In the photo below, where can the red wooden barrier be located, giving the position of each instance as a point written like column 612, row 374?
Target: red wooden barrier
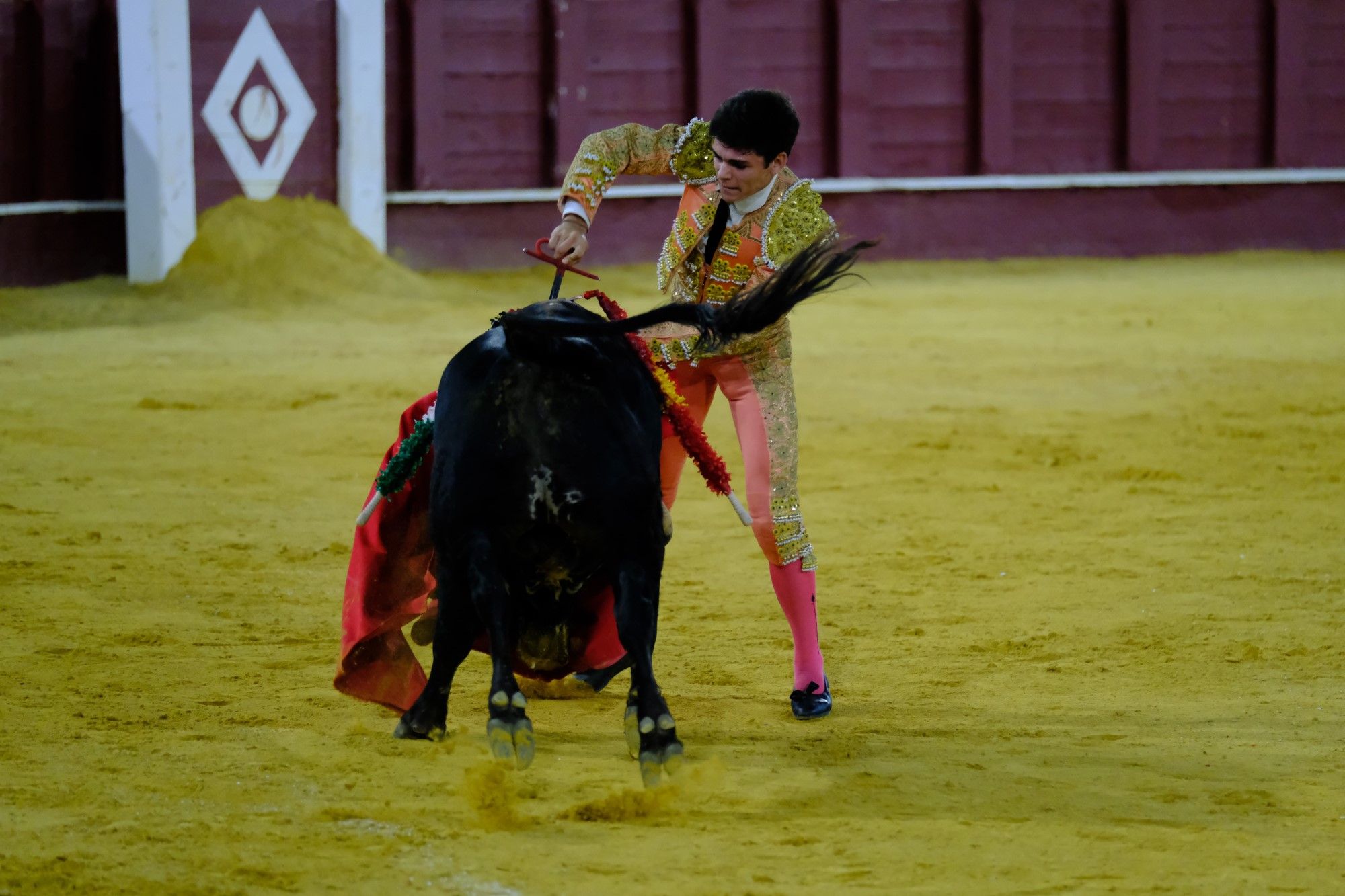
column 498, row 93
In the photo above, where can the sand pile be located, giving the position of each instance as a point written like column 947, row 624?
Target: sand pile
column 284, row 251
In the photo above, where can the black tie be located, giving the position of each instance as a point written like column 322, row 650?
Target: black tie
column 712, row 243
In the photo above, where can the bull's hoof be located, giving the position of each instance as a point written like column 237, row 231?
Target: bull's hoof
column 633, row 731
column 408, row 731
column 512, row 741
column 656, row 764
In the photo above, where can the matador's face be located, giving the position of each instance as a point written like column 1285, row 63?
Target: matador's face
column 742, row 174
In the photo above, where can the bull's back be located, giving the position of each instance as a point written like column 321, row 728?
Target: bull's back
column 523, row 444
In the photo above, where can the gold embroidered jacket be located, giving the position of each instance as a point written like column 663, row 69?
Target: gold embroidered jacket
column 748, row 252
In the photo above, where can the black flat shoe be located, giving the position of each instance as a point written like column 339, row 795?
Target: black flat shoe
column 599, row 678
column 810, row 704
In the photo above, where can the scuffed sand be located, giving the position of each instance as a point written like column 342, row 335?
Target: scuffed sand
column 1081, row 529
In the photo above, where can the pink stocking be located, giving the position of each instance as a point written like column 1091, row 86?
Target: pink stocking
column 797, row 592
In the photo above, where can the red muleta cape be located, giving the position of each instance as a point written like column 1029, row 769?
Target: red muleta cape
column 389, row 585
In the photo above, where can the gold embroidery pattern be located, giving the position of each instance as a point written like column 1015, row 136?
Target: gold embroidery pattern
column 629, row 149
column 794, row 222
column 773, row 376
column 675, row 352
column 693, row 161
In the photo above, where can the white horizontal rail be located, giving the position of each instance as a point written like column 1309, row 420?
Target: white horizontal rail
column 61, row 206
column 914, row 185
column 824, row 185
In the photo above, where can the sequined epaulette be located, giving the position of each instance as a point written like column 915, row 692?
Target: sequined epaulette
column 794, row 222
column 693, row 161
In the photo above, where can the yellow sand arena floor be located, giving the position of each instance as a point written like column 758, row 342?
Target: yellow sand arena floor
column 1081, row 529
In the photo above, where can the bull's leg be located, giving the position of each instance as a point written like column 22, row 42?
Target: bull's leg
column 509, row 729
column 455, row 630
column 650, row 731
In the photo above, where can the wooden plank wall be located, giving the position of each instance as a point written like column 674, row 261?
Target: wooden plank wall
column 506, row 89
column 60, row 101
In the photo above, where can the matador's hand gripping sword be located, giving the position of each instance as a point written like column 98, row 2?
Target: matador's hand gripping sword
column 560, row 267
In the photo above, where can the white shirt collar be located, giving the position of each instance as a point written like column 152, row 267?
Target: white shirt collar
column 748, row 205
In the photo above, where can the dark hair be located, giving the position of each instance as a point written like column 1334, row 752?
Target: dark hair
column 761, row 122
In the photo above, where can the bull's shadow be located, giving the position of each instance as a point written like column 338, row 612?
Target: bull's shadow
column 547, row 486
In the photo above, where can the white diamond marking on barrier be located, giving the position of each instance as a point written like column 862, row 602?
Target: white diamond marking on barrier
column 259, row 46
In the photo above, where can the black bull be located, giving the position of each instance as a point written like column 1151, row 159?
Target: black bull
column 547, row 475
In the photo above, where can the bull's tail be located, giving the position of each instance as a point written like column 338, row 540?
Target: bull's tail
column 814, row 270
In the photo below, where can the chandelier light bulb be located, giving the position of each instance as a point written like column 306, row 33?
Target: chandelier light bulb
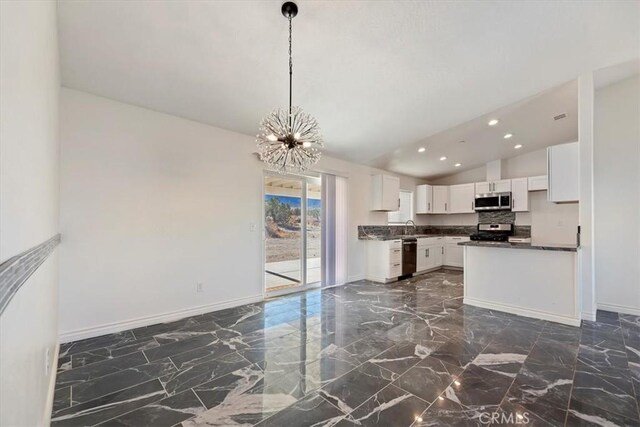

ABOUT THIS EXERCISE
Your copy of the data should match it exactly, apart from the images, which are omitted.

FINAL ANSWER
In the photo below, where can the red wooden barrier be located, giving the position of each instance as a point written like column 612, row 374?
Target: red wooden barrier
column 498, row 93
In the photo above, where can the sand pile be located, giving the position of each instance as a point written like column 947, row 624?
Target: sand pile
column 284, row 251
In the photo above, where can the black tie be located, giving the position of each instance as a point written like column 322, row 650?
Target: black tie
column 712, row 243
In the photo above, where can the bull's hoof be located, giving the position of each instance as a point written like column 237, row 231?
Target: bull's hoof
column 633, row 731
column 408, row 731
column 512, row 741
column 656, row 764
In the photo above, where can the matador's face be located, giving the position of each instance as a point written like column 1285, row 63?
Target: matador's face
column 742, row 174
In the photo above, where can the bull's back be located, giving the position of each instance as a point written like column 321, row 728?
Target: bull's back
column 523, row 444
In the photo above, where can the gold embroidered jacket be located, giving the position of each instance as a point written like column 663, row 69?
Target: gold embroidered jacket
column 748, row 252
In the photo above, where can the black flat shoe be located, giving the position of each instance as a point written like column 339, row 795?
Target: black flat shoe
column 599, row 678
column 810, row 704
In the photo above, where can the scuffed sand be located, giving the position of each instance as a point written like column 342, row 335?
Target: scuffed sand
column 1081, row 529
In the photo above, where can the pink stocking be located, giving the position of each instance as a point written like column 1091, row 86?
Target: pink stocking
column 797, row 592
In the photo above, where can the red muleta cape be located, giving the position of each instance as a point written like column 1029, row 769?
Target: red muleta cape
column 389, row 585
In the photo above, where can the gold embroidery pattern be located, giving the position of each instance as a point written like column 1015, row 136?
Target: gold embroidery pattern
column 629, row 149
column 794, row 222
column 773, row 376
column 675, row 352
column 693, row 161
In the photo above, where can the white horizontal rail be located, giving the position of each instance as a point written like column 1309, row 420?
Target: white horizontal rail
column 61, row 206
column 914, row 185
column 824, row 185
In the photo above, where can the sequined epaulette be located, giving the position of each instance as a point written like column 915, row 692?
Target: sequined epaulette
column 794, row 222
column 693, row 161
In the photo above, where can the yellow sand arena floor be located, giving the position of each instance as a point written like column 758, row 342?
Target: yellow sand arena floor
column 1081, row 529
In the photo above, where can the bull's leg be located, giving the position of each instance as a point written like column 22, row 42?
Target: bull's leg
column 509, row 729
column 455, row 630
column 650, row 731
In the photo above, where can the wooden plank wall be located, giving the position of each instance as a point written like column 674, row 261?
Target: wooden plank wall
column 506, row 89
column 60, row 101
In the photo above, where can the matador's hand gripping sword be located, giving the position of each instance as a point written like column 98, row 2?
Target: matador's hand gripping sword
column 560, row 267
In the photo above, where can the white shirt collar be located, giving the position of each instance as a point written like column 152, row 267?
Target: white shirt collar
column 748, row 205
In the photo above, where can the dark hair be located, giving the position of each instance as a point written like column 1334, row 752?
Target: dark hair
column 761, row 122
In the photo above, where can the bull's shadow be located, giving the position of each instance as a point written like column 338, row 612?
Target: bull's shadow
column 547, row 486
In the photo above, where can the white diamond marking on barrier be located, giving the position of each instance as a point written like column 862, row 602?
Target: white diamond marking on barrier
column 259, row 46
In the photo above, where can the black bull be located, giving the position of each instance as a point written like column 1151, row 159?
Target: black bull
column 547, row 475
In the photo above, where can the bull's tail be located, giving the position of each instance as a point written like column 338, row 540?
Target: bull's tail
column 814, row 270
In the photo below, where can the chandelier light bulb be located, giving the position of each instance as a point written like column 306, row 33?
Target: chandelier light bulb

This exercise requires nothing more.